EXERCISE AIM
Filter out every line below that lacks "logo", and copy the rest.
═════ THE INPUT
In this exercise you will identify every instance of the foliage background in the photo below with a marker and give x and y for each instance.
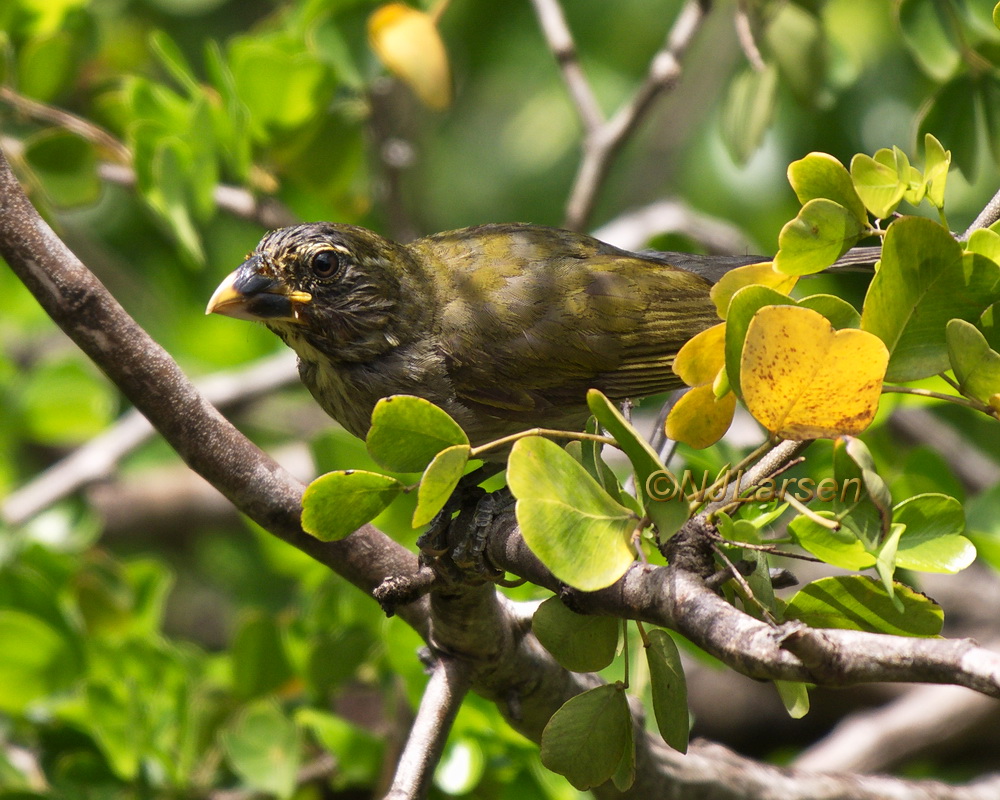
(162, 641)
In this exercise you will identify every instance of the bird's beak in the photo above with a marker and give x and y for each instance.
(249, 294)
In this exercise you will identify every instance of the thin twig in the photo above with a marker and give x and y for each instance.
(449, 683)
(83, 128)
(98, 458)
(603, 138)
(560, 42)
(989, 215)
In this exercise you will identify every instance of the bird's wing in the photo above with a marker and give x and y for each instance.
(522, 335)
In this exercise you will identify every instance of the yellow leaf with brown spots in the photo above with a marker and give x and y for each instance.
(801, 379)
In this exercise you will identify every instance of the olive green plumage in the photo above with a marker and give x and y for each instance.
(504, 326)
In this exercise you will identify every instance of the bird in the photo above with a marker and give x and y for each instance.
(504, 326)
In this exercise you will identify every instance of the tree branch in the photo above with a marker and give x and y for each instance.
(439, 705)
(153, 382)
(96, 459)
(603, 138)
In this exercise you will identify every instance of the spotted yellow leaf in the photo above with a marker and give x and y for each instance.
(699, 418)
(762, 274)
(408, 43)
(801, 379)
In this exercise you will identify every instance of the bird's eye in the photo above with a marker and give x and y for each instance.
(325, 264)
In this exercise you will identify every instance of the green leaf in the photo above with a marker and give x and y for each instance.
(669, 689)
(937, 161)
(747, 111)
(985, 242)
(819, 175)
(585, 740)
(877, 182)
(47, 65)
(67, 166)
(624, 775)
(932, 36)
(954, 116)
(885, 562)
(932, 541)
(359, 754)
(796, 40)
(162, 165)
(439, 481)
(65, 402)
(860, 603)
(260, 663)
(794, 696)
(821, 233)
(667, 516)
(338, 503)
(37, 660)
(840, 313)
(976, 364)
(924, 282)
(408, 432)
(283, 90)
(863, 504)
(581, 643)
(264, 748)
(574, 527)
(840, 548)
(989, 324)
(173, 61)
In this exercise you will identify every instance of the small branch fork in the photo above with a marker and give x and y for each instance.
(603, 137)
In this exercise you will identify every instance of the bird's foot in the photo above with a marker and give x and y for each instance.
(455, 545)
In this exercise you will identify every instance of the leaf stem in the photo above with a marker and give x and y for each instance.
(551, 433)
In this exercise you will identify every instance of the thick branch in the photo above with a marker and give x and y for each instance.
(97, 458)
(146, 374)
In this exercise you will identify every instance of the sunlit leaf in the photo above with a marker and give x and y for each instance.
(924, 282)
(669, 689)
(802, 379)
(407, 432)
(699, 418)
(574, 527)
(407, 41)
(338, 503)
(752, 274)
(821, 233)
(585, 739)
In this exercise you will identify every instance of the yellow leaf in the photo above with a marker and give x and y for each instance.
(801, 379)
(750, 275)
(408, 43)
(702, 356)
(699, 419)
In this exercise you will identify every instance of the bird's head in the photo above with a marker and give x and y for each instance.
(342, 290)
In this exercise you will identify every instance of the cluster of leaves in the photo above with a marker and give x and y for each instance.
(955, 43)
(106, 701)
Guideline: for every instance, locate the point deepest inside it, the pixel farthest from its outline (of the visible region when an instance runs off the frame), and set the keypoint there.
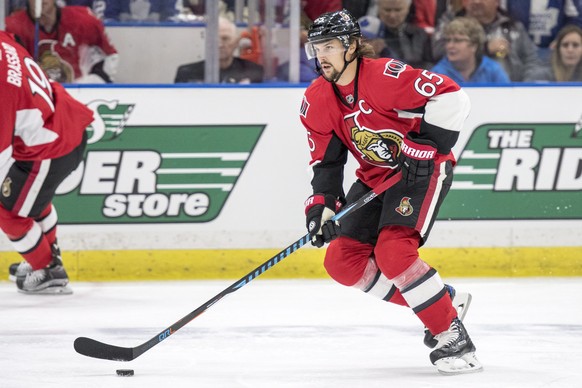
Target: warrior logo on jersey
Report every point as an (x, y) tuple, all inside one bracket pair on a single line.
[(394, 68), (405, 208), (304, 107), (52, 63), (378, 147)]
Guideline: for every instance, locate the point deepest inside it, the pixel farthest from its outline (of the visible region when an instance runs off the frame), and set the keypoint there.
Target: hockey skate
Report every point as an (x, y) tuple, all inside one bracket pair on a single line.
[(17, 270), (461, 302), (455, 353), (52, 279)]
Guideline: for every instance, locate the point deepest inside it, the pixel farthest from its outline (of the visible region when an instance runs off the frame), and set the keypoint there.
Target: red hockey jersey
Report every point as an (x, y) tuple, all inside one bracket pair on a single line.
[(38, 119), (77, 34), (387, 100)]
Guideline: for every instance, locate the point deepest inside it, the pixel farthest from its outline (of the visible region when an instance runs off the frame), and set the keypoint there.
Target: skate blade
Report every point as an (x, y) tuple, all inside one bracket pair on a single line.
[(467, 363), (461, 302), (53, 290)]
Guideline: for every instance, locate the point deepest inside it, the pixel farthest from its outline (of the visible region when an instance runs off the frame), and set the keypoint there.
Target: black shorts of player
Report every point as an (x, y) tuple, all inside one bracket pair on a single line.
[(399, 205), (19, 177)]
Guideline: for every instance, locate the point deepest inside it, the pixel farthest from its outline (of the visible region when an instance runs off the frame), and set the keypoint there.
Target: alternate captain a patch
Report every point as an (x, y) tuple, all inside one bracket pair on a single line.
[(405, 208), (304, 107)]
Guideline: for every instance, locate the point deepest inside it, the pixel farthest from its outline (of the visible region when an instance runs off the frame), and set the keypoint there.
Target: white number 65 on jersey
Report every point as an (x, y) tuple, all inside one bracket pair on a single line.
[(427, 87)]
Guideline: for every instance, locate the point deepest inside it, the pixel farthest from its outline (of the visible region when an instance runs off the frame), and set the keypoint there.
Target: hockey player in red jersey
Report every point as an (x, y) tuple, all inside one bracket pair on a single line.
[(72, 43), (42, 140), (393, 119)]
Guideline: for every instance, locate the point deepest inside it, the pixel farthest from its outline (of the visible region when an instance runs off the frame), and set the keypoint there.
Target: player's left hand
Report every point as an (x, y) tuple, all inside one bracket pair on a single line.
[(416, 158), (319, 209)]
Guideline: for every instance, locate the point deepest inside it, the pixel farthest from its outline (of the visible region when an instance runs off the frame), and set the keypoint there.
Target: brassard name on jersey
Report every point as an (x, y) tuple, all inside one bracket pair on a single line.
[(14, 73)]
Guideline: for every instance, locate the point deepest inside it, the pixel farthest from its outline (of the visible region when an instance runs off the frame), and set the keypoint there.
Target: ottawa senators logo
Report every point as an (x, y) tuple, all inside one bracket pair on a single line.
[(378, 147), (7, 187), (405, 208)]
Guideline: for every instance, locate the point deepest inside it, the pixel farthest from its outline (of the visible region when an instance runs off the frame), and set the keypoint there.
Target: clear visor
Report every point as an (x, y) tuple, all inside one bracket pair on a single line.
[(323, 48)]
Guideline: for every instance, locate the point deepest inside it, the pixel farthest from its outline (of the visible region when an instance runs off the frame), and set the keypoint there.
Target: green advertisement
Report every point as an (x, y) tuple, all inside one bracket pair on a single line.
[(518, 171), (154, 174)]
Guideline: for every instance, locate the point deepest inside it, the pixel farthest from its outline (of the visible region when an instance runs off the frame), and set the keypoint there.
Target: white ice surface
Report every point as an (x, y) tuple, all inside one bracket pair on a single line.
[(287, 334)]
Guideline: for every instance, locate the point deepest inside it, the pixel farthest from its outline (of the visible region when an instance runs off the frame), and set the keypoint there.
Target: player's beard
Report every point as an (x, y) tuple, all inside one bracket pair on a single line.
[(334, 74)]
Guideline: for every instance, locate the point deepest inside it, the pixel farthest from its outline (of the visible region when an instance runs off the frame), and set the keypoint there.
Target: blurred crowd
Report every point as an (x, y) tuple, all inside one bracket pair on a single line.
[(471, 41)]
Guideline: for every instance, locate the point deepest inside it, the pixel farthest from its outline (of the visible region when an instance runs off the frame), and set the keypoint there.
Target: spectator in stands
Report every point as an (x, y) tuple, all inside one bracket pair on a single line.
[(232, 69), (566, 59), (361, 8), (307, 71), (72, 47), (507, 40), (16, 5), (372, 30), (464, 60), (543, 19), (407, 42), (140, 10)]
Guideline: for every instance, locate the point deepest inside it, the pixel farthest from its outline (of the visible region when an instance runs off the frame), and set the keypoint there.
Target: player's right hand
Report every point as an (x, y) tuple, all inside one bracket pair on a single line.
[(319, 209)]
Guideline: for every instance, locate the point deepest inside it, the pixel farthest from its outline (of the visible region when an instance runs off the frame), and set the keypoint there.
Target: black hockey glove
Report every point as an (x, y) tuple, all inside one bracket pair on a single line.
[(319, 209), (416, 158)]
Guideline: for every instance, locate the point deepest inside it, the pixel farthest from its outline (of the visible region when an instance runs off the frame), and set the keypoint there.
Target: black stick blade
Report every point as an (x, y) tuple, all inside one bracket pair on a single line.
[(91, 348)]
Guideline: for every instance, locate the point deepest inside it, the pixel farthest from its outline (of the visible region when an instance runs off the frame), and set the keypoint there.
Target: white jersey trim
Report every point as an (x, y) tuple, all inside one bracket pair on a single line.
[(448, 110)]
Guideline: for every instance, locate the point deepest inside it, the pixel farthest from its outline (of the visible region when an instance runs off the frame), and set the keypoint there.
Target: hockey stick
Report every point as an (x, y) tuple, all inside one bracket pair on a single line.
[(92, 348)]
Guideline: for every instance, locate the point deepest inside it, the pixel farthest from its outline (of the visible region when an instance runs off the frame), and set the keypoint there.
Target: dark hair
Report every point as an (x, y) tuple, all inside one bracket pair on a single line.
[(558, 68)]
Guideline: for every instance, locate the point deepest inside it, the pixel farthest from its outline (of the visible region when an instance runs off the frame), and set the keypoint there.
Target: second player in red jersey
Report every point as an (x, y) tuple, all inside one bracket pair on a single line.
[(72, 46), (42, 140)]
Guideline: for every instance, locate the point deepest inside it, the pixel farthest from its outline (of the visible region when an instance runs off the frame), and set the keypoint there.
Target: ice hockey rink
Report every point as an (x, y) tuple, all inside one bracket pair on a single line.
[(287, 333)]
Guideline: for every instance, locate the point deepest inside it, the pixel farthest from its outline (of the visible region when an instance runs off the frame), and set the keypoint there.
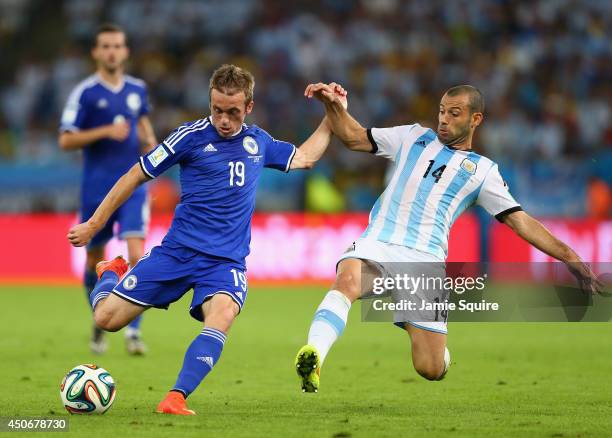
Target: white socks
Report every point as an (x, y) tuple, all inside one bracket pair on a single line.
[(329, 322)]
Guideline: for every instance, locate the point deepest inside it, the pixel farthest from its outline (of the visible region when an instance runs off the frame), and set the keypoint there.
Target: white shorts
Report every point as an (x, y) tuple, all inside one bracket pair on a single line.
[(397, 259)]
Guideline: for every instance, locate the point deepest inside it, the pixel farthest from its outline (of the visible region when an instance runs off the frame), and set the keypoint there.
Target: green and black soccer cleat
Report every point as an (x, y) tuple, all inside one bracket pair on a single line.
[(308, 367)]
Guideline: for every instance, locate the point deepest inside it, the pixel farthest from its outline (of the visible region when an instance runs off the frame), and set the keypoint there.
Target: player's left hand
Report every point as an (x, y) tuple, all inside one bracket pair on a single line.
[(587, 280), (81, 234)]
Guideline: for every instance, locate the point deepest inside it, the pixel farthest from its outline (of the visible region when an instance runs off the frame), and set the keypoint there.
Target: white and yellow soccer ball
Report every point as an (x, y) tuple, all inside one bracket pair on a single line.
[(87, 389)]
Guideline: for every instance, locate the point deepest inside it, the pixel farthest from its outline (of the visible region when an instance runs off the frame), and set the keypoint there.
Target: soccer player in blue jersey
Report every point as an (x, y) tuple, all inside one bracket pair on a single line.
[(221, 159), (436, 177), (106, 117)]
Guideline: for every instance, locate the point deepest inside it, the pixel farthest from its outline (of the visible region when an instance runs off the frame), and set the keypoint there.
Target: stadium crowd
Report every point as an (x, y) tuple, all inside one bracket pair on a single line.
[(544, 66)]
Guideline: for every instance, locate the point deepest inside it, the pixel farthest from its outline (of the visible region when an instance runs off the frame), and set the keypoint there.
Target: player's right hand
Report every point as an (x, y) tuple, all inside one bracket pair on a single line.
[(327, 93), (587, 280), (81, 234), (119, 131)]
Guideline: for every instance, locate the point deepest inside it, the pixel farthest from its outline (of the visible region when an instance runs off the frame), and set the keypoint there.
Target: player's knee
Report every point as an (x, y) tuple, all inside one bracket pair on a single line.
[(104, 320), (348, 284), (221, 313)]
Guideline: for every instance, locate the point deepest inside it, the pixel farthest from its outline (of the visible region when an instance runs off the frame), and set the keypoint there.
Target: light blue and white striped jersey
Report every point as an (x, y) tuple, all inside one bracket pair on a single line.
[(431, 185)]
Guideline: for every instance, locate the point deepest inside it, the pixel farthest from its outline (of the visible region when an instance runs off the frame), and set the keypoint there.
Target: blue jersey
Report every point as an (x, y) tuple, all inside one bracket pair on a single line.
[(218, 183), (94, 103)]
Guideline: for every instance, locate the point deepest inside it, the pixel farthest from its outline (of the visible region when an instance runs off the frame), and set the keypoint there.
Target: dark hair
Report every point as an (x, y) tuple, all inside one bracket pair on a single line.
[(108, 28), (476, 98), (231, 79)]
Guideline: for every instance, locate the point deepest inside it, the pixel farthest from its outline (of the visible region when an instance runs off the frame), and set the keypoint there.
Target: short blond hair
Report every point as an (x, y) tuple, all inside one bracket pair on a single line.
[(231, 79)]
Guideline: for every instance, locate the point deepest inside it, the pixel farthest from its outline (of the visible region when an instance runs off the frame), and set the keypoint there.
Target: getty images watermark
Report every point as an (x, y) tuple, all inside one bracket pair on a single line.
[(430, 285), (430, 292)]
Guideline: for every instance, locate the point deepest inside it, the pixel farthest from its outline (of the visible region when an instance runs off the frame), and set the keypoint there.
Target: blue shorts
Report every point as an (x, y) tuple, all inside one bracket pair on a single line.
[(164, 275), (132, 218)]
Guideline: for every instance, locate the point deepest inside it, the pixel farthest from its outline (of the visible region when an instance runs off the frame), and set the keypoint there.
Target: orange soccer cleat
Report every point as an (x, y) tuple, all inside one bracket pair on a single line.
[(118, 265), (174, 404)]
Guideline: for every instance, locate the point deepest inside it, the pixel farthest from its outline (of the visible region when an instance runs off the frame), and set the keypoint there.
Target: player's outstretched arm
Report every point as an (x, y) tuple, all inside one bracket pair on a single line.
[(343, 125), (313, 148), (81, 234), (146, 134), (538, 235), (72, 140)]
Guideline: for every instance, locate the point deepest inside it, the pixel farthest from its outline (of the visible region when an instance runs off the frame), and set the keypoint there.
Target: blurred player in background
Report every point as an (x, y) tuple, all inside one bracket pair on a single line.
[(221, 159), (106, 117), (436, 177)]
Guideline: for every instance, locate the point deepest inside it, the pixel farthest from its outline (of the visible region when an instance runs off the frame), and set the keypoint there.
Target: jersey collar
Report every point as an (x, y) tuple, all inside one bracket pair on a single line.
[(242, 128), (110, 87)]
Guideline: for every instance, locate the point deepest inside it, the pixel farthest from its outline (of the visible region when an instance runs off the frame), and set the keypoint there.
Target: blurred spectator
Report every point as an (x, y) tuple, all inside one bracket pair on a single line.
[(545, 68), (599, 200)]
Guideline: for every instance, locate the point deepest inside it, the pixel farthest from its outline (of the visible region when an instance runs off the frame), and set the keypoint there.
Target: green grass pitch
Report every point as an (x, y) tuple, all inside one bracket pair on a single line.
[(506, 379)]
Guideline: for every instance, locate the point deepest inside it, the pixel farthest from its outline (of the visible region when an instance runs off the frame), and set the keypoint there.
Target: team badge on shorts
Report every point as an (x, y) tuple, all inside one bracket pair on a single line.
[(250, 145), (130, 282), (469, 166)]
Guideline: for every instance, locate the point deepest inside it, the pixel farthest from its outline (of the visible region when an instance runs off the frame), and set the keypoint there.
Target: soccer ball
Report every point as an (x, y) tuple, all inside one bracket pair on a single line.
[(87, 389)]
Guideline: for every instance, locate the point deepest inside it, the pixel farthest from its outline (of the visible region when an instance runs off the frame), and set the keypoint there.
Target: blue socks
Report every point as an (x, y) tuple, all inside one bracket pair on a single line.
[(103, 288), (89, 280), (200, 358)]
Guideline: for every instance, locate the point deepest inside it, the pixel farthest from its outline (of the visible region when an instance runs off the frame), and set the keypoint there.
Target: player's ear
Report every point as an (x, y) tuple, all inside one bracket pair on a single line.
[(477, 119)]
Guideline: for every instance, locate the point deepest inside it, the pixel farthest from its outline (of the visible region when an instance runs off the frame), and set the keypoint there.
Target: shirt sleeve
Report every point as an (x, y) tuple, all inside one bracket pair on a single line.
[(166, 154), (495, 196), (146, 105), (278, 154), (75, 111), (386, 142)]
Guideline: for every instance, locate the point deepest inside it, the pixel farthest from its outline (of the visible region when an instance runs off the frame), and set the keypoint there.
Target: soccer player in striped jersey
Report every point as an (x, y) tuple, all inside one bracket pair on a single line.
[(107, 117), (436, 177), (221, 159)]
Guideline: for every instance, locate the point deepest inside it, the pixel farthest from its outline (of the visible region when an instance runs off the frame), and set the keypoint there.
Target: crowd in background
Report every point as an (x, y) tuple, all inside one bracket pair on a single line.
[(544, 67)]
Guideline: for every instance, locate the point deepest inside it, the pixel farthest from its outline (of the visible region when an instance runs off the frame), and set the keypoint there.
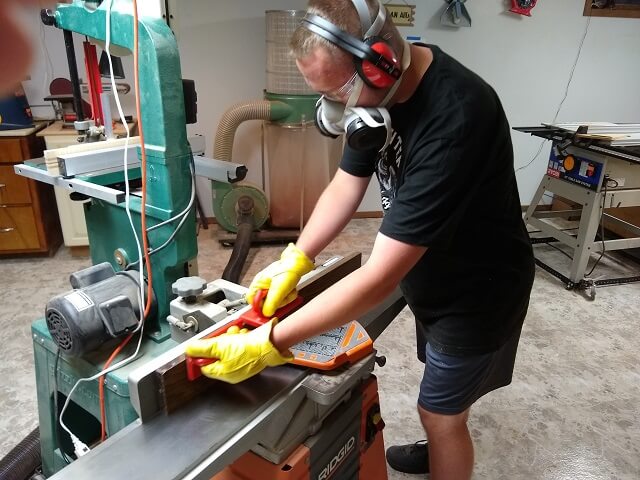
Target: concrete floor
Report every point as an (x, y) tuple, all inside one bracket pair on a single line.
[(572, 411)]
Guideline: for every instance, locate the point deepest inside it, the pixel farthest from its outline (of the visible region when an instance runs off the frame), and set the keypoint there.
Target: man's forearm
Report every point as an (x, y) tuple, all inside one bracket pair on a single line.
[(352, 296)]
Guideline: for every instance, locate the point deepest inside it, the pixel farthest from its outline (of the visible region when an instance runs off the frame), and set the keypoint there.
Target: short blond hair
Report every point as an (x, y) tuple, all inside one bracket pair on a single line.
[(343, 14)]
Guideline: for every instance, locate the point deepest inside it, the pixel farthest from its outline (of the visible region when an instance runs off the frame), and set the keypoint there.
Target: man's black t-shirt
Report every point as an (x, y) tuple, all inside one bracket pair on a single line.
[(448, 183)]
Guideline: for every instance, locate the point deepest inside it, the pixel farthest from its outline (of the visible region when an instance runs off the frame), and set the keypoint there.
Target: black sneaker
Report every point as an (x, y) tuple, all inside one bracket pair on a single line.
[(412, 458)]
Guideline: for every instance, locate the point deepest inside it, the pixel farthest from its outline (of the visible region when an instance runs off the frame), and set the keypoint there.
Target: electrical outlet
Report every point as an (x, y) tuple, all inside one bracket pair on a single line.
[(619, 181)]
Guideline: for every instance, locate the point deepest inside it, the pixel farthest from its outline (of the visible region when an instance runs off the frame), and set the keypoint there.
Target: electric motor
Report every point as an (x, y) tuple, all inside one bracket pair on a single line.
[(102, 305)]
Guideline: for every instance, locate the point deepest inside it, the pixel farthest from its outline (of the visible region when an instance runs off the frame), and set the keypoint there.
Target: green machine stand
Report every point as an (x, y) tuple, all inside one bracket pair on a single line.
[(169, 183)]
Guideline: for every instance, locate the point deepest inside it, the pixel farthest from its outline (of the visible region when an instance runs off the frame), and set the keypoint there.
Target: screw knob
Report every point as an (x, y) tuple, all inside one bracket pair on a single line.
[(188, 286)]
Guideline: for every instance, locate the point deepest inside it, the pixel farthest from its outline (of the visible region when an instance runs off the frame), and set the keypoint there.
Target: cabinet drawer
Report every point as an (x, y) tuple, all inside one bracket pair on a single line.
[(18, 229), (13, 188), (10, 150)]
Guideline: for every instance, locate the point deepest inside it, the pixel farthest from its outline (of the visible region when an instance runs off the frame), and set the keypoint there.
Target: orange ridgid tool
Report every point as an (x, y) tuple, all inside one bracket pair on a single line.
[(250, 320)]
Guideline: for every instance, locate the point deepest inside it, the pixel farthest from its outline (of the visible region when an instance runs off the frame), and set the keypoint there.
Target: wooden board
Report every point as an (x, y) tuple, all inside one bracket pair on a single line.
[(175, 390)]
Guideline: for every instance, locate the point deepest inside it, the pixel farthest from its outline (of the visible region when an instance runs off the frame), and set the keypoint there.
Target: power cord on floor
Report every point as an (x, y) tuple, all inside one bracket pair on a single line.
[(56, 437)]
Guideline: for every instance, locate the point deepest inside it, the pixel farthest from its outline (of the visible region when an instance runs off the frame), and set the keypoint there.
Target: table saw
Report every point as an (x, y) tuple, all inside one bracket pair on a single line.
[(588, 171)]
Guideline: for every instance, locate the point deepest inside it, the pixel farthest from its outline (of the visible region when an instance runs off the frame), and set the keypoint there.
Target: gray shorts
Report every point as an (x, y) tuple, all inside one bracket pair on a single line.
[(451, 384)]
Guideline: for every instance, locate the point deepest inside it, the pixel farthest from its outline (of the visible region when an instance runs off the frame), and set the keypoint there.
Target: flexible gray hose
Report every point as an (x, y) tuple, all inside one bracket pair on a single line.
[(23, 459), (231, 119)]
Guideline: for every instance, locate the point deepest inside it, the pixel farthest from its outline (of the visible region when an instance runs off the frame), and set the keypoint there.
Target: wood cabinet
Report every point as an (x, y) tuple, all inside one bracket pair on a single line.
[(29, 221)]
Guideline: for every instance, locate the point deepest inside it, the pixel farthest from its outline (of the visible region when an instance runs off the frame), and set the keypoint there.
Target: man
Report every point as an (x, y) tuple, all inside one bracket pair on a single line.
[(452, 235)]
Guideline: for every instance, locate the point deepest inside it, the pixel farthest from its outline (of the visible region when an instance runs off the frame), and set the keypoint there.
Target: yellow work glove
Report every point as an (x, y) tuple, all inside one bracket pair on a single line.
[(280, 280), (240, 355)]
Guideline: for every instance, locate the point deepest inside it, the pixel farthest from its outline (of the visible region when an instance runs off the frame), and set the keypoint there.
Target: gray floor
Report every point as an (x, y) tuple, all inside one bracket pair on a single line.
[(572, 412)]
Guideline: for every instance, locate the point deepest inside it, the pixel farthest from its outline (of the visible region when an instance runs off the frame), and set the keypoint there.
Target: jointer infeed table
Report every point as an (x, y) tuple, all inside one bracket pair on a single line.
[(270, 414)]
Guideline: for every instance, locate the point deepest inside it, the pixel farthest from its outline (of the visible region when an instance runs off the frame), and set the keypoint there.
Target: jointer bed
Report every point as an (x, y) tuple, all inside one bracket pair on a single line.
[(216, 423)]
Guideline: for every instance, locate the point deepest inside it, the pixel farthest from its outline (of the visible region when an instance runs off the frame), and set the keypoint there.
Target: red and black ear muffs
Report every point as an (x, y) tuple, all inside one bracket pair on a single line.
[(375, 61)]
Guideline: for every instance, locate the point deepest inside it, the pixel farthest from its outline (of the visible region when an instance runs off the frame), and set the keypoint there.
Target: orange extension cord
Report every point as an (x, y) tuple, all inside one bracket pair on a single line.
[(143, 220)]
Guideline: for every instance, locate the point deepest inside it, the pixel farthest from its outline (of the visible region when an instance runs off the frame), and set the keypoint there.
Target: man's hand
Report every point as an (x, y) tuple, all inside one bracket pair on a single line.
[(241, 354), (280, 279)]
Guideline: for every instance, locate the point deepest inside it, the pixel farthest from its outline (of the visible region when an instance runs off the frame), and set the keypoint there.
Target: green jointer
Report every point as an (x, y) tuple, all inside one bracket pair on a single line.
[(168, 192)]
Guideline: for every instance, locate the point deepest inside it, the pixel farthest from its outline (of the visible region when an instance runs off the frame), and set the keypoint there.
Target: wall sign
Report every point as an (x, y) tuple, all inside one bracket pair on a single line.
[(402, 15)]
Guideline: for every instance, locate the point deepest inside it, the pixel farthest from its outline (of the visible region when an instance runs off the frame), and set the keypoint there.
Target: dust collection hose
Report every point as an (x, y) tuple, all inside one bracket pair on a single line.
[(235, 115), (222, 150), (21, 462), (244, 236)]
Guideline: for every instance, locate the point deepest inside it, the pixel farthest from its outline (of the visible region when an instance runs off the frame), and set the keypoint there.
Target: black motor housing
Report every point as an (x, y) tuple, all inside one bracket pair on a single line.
══════════
TASK ANSWER
Target: warrior logo on jersey
Target: ottawa senators logo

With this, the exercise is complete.